* Extracted information *
════════════════════

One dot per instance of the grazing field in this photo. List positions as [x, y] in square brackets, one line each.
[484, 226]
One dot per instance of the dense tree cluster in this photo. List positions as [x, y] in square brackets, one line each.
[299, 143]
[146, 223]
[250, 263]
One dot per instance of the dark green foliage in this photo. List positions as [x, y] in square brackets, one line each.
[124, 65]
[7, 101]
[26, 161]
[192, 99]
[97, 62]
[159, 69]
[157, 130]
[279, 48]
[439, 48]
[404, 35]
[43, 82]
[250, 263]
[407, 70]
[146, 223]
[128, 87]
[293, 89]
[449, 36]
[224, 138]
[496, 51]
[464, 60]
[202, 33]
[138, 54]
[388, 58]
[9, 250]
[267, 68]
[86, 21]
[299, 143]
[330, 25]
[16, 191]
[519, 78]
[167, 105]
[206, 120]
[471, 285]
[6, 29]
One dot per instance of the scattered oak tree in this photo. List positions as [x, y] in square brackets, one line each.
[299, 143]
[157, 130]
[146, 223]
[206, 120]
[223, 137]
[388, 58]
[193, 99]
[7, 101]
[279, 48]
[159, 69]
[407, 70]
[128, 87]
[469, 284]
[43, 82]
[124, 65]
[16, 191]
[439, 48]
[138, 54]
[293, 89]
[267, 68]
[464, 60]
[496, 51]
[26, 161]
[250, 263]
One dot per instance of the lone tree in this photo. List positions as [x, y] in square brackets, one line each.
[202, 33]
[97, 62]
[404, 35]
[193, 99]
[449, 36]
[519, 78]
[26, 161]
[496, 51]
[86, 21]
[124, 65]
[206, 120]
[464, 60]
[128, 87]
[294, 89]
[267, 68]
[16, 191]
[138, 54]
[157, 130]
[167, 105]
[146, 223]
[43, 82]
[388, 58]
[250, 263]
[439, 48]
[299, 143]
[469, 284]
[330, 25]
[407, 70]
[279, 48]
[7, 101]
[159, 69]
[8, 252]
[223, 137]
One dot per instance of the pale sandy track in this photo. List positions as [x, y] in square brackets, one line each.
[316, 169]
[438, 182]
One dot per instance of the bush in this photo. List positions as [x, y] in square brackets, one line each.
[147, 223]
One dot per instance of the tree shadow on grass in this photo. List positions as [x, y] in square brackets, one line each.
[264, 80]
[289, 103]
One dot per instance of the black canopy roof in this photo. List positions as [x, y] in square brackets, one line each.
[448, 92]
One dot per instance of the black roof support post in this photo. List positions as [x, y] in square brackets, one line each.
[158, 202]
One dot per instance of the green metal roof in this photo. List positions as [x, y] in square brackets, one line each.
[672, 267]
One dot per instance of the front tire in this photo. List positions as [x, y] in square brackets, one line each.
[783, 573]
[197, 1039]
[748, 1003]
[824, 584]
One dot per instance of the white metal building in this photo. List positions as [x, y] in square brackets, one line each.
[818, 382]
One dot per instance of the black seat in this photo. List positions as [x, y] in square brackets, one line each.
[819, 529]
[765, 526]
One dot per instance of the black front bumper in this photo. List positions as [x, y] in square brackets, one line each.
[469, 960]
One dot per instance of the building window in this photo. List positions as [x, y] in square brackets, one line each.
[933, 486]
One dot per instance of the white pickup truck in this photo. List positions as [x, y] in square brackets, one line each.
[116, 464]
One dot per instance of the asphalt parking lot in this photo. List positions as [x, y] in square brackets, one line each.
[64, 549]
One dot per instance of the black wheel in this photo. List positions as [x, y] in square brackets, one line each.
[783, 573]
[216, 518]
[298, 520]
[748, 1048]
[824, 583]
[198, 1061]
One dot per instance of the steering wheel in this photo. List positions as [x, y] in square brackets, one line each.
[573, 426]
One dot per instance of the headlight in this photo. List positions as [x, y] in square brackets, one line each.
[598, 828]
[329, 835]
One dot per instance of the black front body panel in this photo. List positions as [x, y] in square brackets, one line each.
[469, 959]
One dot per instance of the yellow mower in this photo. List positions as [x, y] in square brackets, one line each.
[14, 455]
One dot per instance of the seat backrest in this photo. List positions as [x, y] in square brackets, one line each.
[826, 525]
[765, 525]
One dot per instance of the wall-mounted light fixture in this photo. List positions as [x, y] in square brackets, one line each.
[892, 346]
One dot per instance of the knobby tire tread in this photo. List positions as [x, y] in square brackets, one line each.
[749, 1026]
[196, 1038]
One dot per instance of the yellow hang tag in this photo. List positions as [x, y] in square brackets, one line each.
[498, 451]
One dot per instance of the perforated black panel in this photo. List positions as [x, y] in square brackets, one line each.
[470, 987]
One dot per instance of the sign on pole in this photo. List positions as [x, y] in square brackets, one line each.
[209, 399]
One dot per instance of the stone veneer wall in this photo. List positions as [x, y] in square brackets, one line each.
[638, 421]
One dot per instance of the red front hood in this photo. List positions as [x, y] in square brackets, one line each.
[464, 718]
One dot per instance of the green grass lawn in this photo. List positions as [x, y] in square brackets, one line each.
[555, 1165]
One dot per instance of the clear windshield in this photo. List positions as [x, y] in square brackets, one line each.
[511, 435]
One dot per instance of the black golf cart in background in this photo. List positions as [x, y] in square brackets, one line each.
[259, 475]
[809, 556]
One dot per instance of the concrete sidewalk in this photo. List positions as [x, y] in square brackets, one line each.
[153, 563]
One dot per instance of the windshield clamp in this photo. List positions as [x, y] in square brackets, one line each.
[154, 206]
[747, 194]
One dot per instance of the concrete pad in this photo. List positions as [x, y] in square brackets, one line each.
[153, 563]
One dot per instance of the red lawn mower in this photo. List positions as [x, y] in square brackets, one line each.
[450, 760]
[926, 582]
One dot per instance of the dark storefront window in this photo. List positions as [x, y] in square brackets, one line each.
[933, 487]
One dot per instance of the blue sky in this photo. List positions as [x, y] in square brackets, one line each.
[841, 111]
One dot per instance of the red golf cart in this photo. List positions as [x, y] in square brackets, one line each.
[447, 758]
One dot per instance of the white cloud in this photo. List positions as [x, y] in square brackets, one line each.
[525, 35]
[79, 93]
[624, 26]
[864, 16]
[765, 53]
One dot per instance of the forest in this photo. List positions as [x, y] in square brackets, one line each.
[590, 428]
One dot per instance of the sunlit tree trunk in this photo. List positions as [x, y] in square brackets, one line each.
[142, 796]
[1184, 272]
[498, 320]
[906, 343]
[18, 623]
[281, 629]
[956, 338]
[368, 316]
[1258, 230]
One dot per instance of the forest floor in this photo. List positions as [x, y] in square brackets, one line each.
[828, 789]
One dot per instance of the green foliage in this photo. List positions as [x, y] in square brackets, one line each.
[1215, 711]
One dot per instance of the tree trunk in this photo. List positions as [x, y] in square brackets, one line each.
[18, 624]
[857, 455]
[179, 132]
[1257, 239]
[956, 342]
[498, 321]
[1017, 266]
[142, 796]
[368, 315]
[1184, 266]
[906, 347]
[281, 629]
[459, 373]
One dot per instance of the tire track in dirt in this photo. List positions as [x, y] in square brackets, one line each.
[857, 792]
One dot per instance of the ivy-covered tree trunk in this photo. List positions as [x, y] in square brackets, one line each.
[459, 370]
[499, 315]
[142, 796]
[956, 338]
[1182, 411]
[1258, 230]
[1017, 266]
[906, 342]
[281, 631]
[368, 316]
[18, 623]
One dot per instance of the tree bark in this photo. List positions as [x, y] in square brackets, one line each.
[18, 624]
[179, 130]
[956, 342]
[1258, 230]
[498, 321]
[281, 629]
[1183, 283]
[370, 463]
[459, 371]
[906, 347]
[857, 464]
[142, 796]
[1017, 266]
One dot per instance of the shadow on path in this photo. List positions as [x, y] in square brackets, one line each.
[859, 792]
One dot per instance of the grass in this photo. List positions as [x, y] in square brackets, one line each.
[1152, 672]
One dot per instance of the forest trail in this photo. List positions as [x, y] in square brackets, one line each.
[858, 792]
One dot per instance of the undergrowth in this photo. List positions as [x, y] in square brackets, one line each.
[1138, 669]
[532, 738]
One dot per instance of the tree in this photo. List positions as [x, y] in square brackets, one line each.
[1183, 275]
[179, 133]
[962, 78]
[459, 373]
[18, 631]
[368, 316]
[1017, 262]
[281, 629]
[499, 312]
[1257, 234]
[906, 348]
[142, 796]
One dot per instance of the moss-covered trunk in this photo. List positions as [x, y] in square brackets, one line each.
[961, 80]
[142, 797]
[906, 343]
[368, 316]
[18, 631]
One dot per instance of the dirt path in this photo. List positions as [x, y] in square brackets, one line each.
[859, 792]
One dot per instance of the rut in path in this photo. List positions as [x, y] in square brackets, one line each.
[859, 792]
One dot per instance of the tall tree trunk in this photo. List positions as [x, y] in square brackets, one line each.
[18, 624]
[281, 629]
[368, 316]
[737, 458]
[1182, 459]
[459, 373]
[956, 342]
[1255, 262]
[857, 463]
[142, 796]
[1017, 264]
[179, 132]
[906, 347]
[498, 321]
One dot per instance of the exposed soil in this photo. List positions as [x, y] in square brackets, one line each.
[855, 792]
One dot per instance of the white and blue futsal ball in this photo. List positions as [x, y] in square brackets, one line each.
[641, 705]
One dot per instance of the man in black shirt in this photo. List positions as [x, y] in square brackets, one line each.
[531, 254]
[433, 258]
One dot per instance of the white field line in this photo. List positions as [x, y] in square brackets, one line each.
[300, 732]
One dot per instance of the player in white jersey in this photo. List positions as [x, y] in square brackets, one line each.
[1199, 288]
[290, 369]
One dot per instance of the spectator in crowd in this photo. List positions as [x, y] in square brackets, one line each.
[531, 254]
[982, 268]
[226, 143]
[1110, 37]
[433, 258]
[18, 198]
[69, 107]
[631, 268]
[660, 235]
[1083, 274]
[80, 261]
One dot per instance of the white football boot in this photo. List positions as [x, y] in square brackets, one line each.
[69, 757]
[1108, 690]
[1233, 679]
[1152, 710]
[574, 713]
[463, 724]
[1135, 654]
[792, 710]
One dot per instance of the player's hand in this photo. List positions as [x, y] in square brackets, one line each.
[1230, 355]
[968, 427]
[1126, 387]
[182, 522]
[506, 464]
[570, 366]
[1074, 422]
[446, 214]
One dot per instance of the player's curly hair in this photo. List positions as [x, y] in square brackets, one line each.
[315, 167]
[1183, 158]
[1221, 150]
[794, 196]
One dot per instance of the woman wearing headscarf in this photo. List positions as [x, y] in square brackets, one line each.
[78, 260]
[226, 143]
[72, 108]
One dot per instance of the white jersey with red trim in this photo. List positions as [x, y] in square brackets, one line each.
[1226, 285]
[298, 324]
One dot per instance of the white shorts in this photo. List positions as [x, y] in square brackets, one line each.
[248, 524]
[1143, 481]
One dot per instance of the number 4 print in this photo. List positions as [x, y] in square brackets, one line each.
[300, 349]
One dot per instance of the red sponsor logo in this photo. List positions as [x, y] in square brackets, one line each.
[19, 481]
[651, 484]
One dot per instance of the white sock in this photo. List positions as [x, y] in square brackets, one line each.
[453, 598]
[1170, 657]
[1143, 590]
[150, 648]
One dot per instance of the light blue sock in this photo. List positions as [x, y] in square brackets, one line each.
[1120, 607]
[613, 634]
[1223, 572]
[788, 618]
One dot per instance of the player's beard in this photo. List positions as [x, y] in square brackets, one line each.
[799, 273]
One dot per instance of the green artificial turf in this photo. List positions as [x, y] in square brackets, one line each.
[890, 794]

════════════════════

* Exercise details *
The lines wanted are those from the one containing "One dot per instance of the light" through the last line of the listing above. Repeat them exactly.

* Result of the exercise *
One dot per instance of the light blue sock in this photo. List positions as [x, y] in square brackets, one line each.
[1120, 607]
[613, 634]
[1223, 572]
[788, 618]
One dot per instance of the player's beard in this photo. List positions as [x, y] in square brackets, one line each.
[799, 273]
One dot per instance of the green artificial turf in this photo. List positions as [x, y] in square brackets, one line each.
[890, 794]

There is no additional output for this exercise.